● **Page text**:
# # # # # # #

Actually if you think about it, all these problems between the EDL and muslims and whoever else they don't like, could all settle their problems with a good w4nk. i mean after you've had a w4nk who hear can be ar$ed to even talk, let alone argue?

Oh and ice cream, i think ice cream could sort a lot of problems out between people


----------



## TryingToGetBig

resten said:


> Do you go about your day thinking the most dangerous thing you face is a terrorist attack? Serious question


I'm always vigilant, part of the training.

Also I said uk security not my own.


----------



## resten

TryingToGetBig said:


> I'm always vigilant, part of the training.
> 
> Also I said uk security not my own.


Come on mate, can you answer the question directly please. It's too hard to keep read between the lines here


----------



## AK-26

liam0810 said:


> You're hired!
> 
> Actually if you think about it, all these problems between the EDL and muslims and whoever else they don't like, could all settle their problems with a good w4nk. i mean after you've had a w4nk who hear can be ar$ed to even talk, let alone argue?

# # # # # # #

● **Raw data**:

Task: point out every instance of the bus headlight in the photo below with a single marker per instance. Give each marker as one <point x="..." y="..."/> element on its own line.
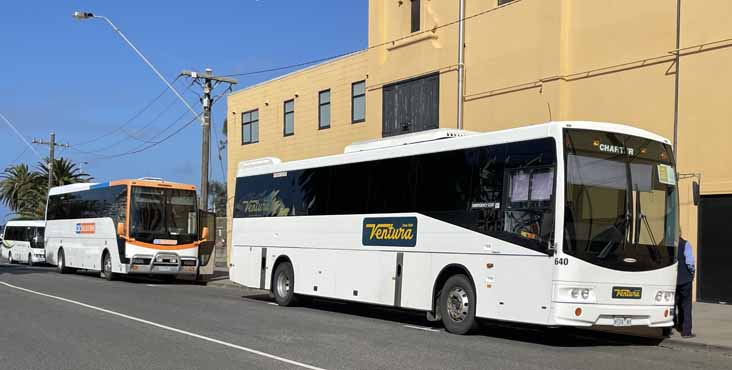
<point x="579" y="294"/>
<point x="665" y="297"/>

# # # # # # #

● **Tasks for this exercise**:
(1) Do these statements agree with the forum thread? Answer yes or no for each, quoting the deciding words. (a) TryingToGetBig calls being vigilant part of the training. (b) TryingToGetBig says the earlier remark concerned personal security. (c) resten asks TryingToGetBig for a direct answer.
(2) In the forum thread, which food does the opening post say could sort out a lot of problems between people?
The material above is separate from the forum thread.

● **Task-by-task solutions**:
(1)
(a) Yes: "I'm always vigilant, part of the training."
(b) No: "Also I said uk security not my own."
(c) Yes: "can you answer the question directly please"

(2) Ice cream.